Work instructions –
Format the listing below as a JSON list of strings, one string per line, leaving out blank lines and the pictures.

═════ Extracted entries ═════

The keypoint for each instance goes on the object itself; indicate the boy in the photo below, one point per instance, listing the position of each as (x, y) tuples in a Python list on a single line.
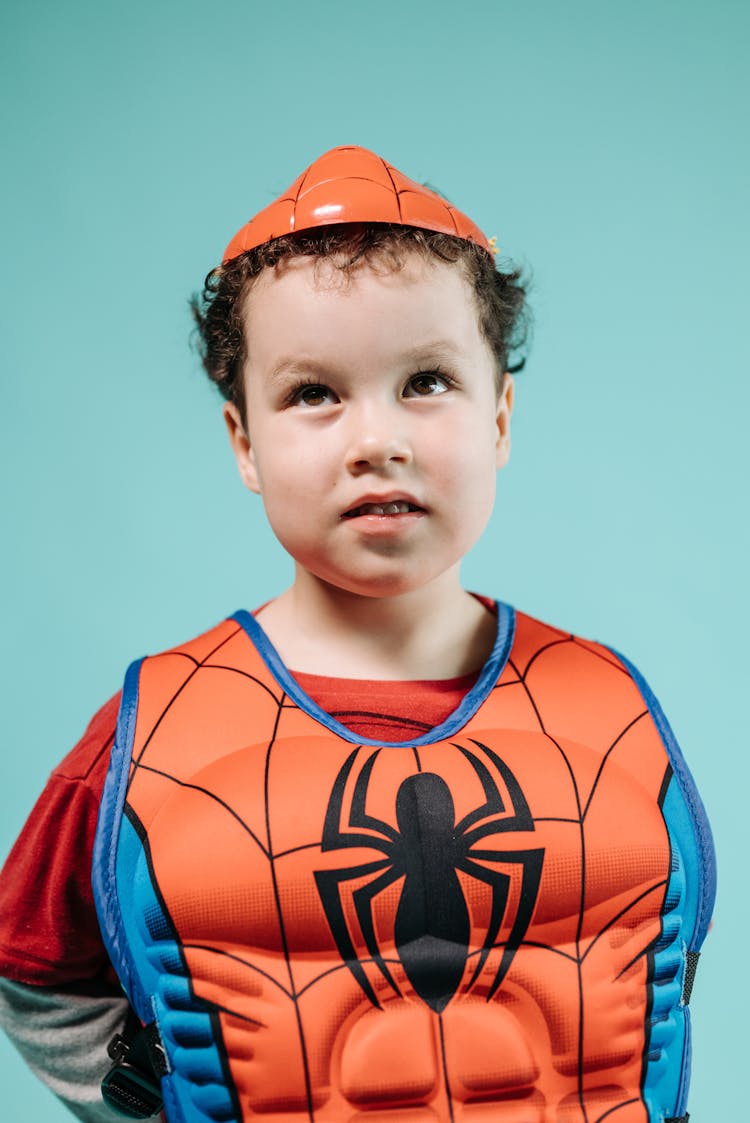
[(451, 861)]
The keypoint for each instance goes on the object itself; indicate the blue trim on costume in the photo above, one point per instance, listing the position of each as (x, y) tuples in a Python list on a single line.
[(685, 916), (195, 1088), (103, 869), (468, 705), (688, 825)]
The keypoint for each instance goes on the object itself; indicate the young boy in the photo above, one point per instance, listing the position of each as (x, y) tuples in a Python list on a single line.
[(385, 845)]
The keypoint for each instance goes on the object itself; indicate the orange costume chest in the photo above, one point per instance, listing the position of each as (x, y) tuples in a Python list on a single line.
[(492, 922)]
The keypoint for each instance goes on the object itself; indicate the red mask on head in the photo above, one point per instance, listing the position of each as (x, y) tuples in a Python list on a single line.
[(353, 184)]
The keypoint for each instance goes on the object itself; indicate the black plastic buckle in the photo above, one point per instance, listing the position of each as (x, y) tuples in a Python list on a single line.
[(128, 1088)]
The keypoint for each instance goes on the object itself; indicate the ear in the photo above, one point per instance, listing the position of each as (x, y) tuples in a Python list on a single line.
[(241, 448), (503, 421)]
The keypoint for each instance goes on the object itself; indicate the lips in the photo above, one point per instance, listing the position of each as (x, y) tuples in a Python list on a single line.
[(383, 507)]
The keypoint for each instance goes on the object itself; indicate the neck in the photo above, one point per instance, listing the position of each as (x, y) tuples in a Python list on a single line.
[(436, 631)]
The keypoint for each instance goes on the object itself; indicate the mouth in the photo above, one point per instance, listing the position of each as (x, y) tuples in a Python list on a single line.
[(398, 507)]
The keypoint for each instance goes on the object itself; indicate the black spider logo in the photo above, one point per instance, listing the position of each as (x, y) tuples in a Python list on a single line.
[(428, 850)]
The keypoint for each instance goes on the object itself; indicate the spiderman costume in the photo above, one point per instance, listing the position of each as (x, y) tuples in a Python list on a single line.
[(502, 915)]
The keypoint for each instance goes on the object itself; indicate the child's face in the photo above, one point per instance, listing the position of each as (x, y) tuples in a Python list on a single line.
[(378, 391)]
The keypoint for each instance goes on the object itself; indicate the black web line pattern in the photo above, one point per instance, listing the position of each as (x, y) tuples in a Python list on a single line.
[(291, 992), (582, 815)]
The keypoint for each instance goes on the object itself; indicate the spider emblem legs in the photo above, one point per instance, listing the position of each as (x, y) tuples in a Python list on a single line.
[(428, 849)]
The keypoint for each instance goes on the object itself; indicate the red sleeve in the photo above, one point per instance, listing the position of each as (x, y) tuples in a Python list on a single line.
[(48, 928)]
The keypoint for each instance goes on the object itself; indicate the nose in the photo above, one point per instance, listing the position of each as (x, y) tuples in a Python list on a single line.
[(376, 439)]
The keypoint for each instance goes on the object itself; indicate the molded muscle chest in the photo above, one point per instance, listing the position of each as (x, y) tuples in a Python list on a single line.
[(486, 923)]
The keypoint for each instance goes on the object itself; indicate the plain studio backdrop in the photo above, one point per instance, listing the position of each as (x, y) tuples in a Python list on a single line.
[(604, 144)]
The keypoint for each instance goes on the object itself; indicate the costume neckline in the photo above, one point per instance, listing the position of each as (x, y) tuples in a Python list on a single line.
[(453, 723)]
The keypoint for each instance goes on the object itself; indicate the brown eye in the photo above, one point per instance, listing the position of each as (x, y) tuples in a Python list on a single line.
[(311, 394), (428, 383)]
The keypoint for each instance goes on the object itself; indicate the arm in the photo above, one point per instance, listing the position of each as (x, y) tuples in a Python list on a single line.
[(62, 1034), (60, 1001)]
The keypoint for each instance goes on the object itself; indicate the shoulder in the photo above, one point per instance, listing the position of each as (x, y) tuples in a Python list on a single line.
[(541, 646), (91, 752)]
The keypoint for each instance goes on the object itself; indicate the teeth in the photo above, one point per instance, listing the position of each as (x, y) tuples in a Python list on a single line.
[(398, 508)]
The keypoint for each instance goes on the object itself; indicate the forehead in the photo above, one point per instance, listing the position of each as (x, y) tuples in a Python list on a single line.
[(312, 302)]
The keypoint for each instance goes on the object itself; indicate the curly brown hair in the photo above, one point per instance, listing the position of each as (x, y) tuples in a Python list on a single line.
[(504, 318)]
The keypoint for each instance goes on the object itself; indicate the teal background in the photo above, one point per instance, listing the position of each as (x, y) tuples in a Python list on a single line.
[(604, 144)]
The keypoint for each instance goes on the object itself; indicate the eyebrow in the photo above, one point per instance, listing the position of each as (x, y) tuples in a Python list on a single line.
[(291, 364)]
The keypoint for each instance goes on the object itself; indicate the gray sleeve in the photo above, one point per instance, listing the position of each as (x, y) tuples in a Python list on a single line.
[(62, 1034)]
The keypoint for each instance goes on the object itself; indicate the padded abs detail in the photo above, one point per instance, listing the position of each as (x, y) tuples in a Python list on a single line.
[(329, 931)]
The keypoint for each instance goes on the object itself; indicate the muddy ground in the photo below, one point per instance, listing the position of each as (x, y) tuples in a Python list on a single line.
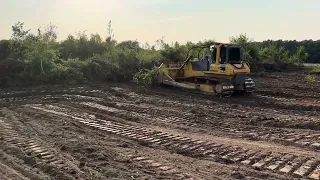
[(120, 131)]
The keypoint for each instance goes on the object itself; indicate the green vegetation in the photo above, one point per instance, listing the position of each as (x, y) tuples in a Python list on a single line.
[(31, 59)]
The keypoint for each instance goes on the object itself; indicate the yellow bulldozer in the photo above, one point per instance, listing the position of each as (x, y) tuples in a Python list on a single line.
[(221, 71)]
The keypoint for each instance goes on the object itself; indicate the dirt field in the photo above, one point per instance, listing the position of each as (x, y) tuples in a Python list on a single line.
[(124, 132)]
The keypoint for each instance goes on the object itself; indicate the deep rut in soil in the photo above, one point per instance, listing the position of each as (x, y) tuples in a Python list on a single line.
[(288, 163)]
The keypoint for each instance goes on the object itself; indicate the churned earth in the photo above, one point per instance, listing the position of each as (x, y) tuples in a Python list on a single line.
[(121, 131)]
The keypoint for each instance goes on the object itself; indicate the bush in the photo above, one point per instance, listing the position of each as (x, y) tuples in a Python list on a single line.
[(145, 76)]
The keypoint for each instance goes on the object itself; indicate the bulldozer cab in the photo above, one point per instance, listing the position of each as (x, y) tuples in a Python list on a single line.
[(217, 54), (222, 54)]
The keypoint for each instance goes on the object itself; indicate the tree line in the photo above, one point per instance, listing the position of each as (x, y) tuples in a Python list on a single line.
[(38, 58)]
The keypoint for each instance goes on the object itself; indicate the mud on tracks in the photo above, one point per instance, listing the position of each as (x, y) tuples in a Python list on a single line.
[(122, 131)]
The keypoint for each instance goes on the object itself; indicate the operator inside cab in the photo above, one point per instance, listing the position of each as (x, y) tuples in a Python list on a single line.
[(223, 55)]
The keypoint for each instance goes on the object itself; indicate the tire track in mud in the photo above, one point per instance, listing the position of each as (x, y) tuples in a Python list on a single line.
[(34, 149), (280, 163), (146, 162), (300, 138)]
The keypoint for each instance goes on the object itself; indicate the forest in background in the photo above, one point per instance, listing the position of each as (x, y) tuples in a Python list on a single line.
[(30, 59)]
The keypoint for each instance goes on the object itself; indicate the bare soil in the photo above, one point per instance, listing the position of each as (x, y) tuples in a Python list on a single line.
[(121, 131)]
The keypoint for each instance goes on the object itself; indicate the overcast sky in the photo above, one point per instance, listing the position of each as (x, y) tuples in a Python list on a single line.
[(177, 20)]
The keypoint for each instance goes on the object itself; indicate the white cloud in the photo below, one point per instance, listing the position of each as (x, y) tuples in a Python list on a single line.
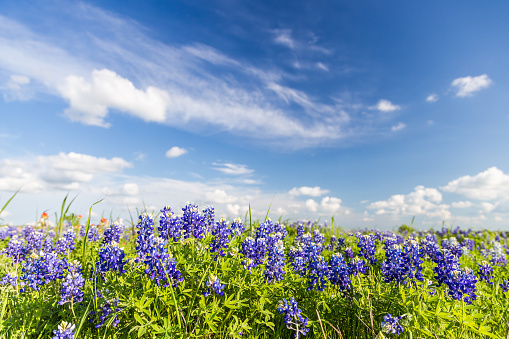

═════

Completed exercise –
[
  "The keypoint for each instance goes on the object itself; indicate the boy in the photo below, one point per instance, listing the position of each as (x, y) tuples in a Python list on a single line.",
  "[(451, 861)]",
  "The keypoint for each instance goes on the object itself; indicate the blue trim on costume in the photo above, one point per instance, listing the position of each as (x, y) tuples in a Python list on a single line.",
  "[(685, 916), (195, 1088), (103, 869), (468, 705), (688, 825)]",
  "The keypoint for each instance goes on the object itself; indicate the young boy in the photo above, one point per instance, listing the position of each as (x, y) tuples in a Python list on a single line.",
  "[(385, 845)]",
  "The keypoint for each instance goes on the object itself; indicate the orange costume chest in the photo above, one point per instance, listing the position of each as (x, y) tuples in a Python list on a single line.",
  "[(492, 922)]",
  "The keypoint for each instance goes on the object itself; indicate the red mask on head in the photo above, one point per instance, listing the position of each as (x, y) tuples in a Python list on a single line.",
  "[(353, 184)]",
  "The keypoint for each instance goes on the object itself; indicate the black plastic buckle in the photo above, one point per instance, listing the position of each as (x, y) tuples in a Python list on a single line.",
  "[(128, 1088)]",
  "The keypoint for each instance goes on the object itself; indicate the ear in the photo above, one point per instance, listing the position of each as (x, y) tuples in a Python list on a single line.",
  "[(241, 448), (503, 421)]",
  "The keypoint for each instance goes on the object itself; indicate the lips in the photo above, one point per instance, listing the position of each as (x, y) tuples in a Python list on a single line.",
  "[(383, 507)]",
  "The keypoint for each instance goes on the object itself; indicate the neck in the photo above, one point per instance, listing the position of each as (x, y) tuples in a Python list on a single line.",
  "[(436, 631)]",
  "The keypoint for each instance goes on the object itself; indicate the mouth in the photo above, one point per instance, listing the position of each as (x, y) tuples in a Python list on a single line.",
  "[(398, 507)]",
  "The keypoint for each instance goes on the object itself; indicate the black spider logo in the photo above, one point per instance, listing the position of each as (x, y) tuples in a Python list on a single line.",
  "[(428, 850)]",
  "The keypoint for each instance goes on the object itself; indicate the spiderman costume in the photo above, one point per instance, listing the position of each as (x, y) tuples in a Python list on a single line.",
  "[(502, 915)]",
  "The keypoint for each instance goes on the object itself; indicate the child's face in the photo above, one point per instance, listing the position of each as (x, y) tuples in a Python list on a single line.",
  "[(378, 391)]",
  "The keypoint for each instance goes on the object itself; indicate the black web line pattern in the photo above, one point per instance, listing the position of each as (x, y) tuples in a Python list on a single line.",
  "[(291, 992), (582, 815)]",
  "The keypoint for each instance goes on the object itself; indicate the spider emblem legs in the photo above, one point per instance, listing the position of each as (x, y) tuples in a Python list on a single line.",
  "[(428, 849)]",
  "The keypoint for each instance goes on the object itself; indicate the red sleeve in the photo above, one point per instance, listing the position of each as (x, y) tuples in a Python list on a single line.",
  "[(48, 928)]",
  "The keypoint for each instance goes on the object itself; indicate the nose in the photo above, one point per instance, listing the position of each as (x, y) tuples in a Python list on a single line.",
  "[(376, 439)]",
  "The keypoint for each instance goes on the object itself; indicate the molded muscle chest in the photo above, one point per instance, listing the position of each as (x, y) tuples in a Python list on a single line.",
  "[(486, 923)]",
  "The keypoint for each instance goes on the object itself; indicate the plain studio backdrop in the photo above, one point per instance, listing the position of each as (x, y) tuples in a Python list on a single line.",
  "[(604, 144)]",
  "The keypoint for each instance goes on the object itself; indicate the costume neckline in the photo above, one point per instance, listing the position of each as (x, y) tuples in a Python list on a single line.",
  "[(453, 723)]",
  "The keypoint for each instance goes on the object itself; indicate the brown eye in the photo above, one point per instance, listing the position of each as (x, y) tuples in a Python list on a single line.",
  "[(311, 394), (428, 383)]",
  "The keypoint for each instance goes on the object itself; indicate the arm in the photo above, one point per instance, listing the position of each as (x, y) tuples in a Python list on a single line.",
  "[(62, 1034), (60, 1001)]",
  "The keypoint for each instance goes on the object itself; indicate the shoulder in the photo above, one point per instance, listing the position of each as (x, y) tuples in a Python list on a single line.",
  "[(541, 646), (91, 752)]",
  "The keypoint for each instance goes on the object itself; indicate the teeth in the photo above, one point per instance, listing the position of each as (x, y) tuples in a Python list on a single line.",
  "[(398, 508)]",
  "The keypoint for each instance goes on the object itself; indicate the forehead in the photo above, one point per instance, listing the position of each as (x, y) tuples in a Python list on a single line.",
  "[(312, 302)]",
  "The keypoint for each instance goes on the object itself; indicate the curly brown hair in the photo above, one point per instance, listing the position of each as (x, y) tuples in a Python list on a single line.",
  "[(504, 318)]",
  "The keypoint for each instance goes on the object itself; indicate the teal background in the photo above, one point per instance, listing the position of each as (x, y) tuples in a Python list on a single line.",
  "[(604, 144)]",
  "The keypoint for each instance goes on the object itself; indicate the eyebrow in the photo above, one point per instance, listing the position of each as (x, y) tuples in a Python list on a single line.",
  "[(291, 364)]",
  "The keypoint for each instance goes on the object itself; indicate the gray sleeve in the photo above, one point per instance, listing the position of each as (x, y) tuples in a Python list on a single line.",
  "[(62, 1034)]",
  "The keypoint for each instance goes on the object itself; indicate the padded abs detail in the photo above, one point per instance, listing the position of each as (x, y) tuples in a Python list on a single line.",
  "[(329, 931)]",
  "The keypoint for each instance goes on the object itself; indicate the muddy ground in the photo below, one point per instance, listing the position of each as (x, y) tuples in a Python list on a single line.",
  "[(120, 131)]",
  "The keypoint for each instance goes on the object itself; indicate the green vegetation in the photo above, one point per instance, listing the position of each as (x, y) tuples in a Python list on a single line.",
  "[(31, 59)]",
  "The keypoint for each instance goes on the object itself; indicate the yellow bulldozer in the photo above, one point per instance, listing the position of each as (x, y) tuples in a Python list on a single line.",
  "[(221, 71)]",
  "The keypoint for each instance goes on the object itself; indicate the dirt field in the photo above, one point per instance, listing the position of each as (x, y) tuples in a Python list on a single line.",
  "[(124, 132)]",
  "The keypoint for each instance goes on the object itself; indicate the deep rut in soil in the photo above, one point per instance, listing the position of each as (x, y) tuples in a Python list on a single line.",
  "[(288, 163)]",
  "The keypoint for each instance goes on the object itself; indicate the churned earth in the photo above, one point per instance, listing the position of each as (x, y) tuples in a Python list on a single line.",
  "[(121, 131)]",
  "The keypoint for each instance goes on the object itself; indicate the bush in the photo above, one point per instance, listing the position of each as (x, y) tuples in a Python list on a single line.",
  "[(145, 76)]",
  "The keypoint for each instance goes on the object itself; indicate the bulldozer cab in the photo above, one point per instance, listing the position of each as (x, y) tuples in a Python list on a single line.",
  "[(217, 54), (222, 54)]",
  "The keypoint for each instance goes on the object itself; indicate the tree line in the photo above, one point per instance, listing the position of each as (x, y) tuples in a Python list on a single line.",
  "[(38, 58)]",
  "The keypoint for each instance goes on the object itself; indicate the mud on tracks in the photo above, one point per instance, listing the position of each as (x, y) tuples in a Python list on a single line.",
  "[(122, 131)]",
  "The keypoint for each instance goes on the object itself; indicate the operator inside cab in the photo above, one point per instance, listing the position of each as (x, y) tuples in a Python list on a single line.",
  "[(223, 55)]",
  "The keypoint for each instance goes on the object itself; indicate the tire track in mud in the photo above, one point per instance, listing the position of each as (x, y) tuples in a Python list on a single line.",
  "[(34, 149), (280, 163), (146, 162), (300, 138)]",
  "The keypoint for each instance goes on the object itself; indicate the forest in background in the photo above, one point per instance, listing the position of each as (x, y) tuples in a Python list on a single line.",
  "[(30, 59)]",
  "The keypoint for each instance goes on the object itself; indicate the bare soil in the photo above, one point per instance, listing the position of each as (x, y) tuples in a Python list on a single line.",
  "[(121, 131)]",
  "The keypoint for each instance goes on the object itself; indicate the overcast sky in the photo above, one point per instance, listing the position of each as (x, y) tuples in a Python list on a single line.",
  "[(177, 20)]",
  "The keypoint for each instance goes on the object itself; indicate the white cloud in the photo below, one point per instance, listing the position of each as (x, y) tuples in a Python list on a single line."
]